## What to do
Skip the pictures. Copy all the rest of the records down exactly.
╔══
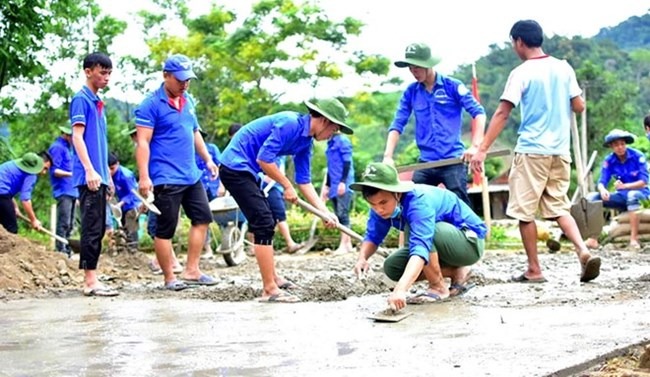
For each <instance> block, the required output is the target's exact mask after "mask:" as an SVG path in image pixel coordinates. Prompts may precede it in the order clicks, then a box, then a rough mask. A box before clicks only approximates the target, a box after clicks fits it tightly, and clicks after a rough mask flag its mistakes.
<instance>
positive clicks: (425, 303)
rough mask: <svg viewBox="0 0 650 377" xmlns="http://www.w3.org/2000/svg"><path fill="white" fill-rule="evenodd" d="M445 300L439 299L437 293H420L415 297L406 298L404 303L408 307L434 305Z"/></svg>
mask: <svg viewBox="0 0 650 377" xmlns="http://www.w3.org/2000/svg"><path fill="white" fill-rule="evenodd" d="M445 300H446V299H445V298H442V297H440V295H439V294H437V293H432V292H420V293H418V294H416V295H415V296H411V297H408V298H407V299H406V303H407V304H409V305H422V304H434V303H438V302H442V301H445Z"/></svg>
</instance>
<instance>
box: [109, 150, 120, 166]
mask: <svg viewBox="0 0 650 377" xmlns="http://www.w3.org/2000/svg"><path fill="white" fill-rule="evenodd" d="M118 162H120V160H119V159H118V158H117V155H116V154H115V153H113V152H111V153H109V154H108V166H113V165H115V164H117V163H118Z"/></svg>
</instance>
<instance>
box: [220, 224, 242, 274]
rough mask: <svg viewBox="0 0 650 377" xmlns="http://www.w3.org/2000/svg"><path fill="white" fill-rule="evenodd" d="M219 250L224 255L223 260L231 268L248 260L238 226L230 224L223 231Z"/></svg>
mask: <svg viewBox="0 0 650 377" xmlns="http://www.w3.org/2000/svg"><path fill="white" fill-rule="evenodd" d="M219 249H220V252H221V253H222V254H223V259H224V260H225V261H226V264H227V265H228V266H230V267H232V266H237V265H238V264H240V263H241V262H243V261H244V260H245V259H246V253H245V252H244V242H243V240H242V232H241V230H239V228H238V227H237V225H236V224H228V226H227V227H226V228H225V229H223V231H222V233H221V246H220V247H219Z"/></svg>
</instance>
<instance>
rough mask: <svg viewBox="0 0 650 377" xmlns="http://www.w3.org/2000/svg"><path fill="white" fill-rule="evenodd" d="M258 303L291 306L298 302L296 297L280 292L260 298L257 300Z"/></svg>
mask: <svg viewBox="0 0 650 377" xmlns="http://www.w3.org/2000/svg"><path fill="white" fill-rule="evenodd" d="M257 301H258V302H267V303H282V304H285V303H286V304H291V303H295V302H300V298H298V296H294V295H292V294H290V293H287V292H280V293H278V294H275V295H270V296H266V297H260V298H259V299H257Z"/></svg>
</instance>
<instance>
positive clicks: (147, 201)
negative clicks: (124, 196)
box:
╚══
## Solved exercise
For each <instance> block, the required output is the target's exact mask after "mask:" as an SVG path in image pixel coordinates. Prompts may precede it in the order clicks, then a box, then a rough mask. A box before clicks only approximates the target, a box after clicks fits it tightly, and clicks after a rough mask flag its mistakes.
<instance>
positive clicks: (425, 303)
rough mask: <svg viewBox="0 0 650 377" xmlns="http://www.w3.org/2000/svg"><path fill="white" fill-rule="evenodd" d="M445 300L439 299L437 293H420L415 297L406 298L404 303L408 307L434 305Z"/></svg>
mask: <svg viewBox="0 0 650 377" xmlns="http://www.w3.org/2000/svg"><path fill="white" fill-rule="evenodd" d="M445 300H446V299H445V298H442V297H440V295H439V294H437V293H432V292H420V293H418V294H416V295H415V296H411V297H408V298H407V299H406V303H407V304H409V305H422V304H434V303H438V302H442V301H445Z"/></svg>
</instance>
<instance>
box: [109, 150, 120, 166]
mask: <svg viewBox="0 0 650 377" xmlns="http://www.w3.org/2000/svg"><path fill="white" fill-rule="evenodd" d="M118 162H120V160H119V159H118V158H117V155H116V154H115V153H113V152H111V153H109V154H108V166H113V165H115V164H117V163H118Z"/></svg>
</instance>
<instance>
box: [220, 224, 242, 274]
rough mask: <svg viewBox="0 0 650 377" xmlns="http://www.w3.org/2000/svg"><path fill="white" fill-rule="evenodd" d="M219 250L224 255L223 260L231 268L248 260L238 226L230 224L223 231Z"/></svg>
mask: <svg viewBox="0 0 650 377" xmlns="http://www.w3.org/2000/svg"><path fill="white" fill-rule="evenodd" d="M219 249H220V252H221V253H222V254H223V259H224V260H225V261H226V264H227V265H228V266H230V267H232V266H237V265H238V264H240V263H241V262H243V261H244V260H245V259H246V253H245V252H244V242H243V240H242V232H241V230H239V228H238V227H237V225H236V224H228V226H227V227H226V228H225V229H223V231H222V233H221V246H220V247H219Z"/></svg>
</instance>
<instance>
rough mask: <svg viewBox="0 0 650 377" xmlns="http://www.w3.org/2000/svg"><path fill="white" fill-rule="evenodd" d="M258 303L291 306L298 302L296 297L280 292L260 298L257 300Z"/></svg>
mask: <svg viewBox="0 0 650 377" xmlns="http://www.w3.org/2000/svg"><path fill="white" fill-rule="evenodd" d="M257 301H258V302H267V303H282V304H285V303H286V304H291V303H295V302H300V298H298V296H294V295H292V294H290V293H287V292H280V293H278V294H275V295H270V296H266V297H260V298H259V299H257Z"/></svg>
</instance>
<instance>
positive clicks: (147, 201)
negative clicks: (124, 196)
box:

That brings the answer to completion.